** Begin Input records **

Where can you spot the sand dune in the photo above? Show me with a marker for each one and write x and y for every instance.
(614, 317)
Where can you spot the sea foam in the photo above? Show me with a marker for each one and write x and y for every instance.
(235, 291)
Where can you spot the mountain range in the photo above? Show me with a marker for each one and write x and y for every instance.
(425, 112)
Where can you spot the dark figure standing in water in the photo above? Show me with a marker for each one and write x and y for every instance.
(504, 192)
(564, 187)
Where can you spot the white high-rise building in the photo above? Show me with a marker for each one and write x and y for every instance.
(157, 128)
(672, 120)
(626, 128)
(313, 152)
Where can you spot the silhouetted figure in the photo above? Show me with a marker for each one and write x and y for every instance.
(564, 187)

** End Input records **

Your task. Reproduce the data shown above exactly.

Output of the task.
Where can you spot the sand dune in the photo above? Show me with a marker for each one and write x and y for every instance.
(614, 317)
Where can you spot the sea foam in the photo above? Show me with a marker for each one and write x and y for every instance.
(235, 291)
Where can you spot the mountain range in the photo above? Show me with a marker for each one and write x and y for every instance.
(425, 112)
Where can you spot the dark figure standing in water in the photo above? Show me with a marker for each one and write x and y for every instance.
(504, 192)
(564, 187)
Where can you spot the white high-rise building in the photo above? Show me with a marker for each one and write x and y for every instance.
(157, 128)
(672, 120)
(626, 128)
(313, 152)
Where can you spot the silhouetted figure in the photo above? Show me with a marker for each one and write x and y for every instance.
(564, 187)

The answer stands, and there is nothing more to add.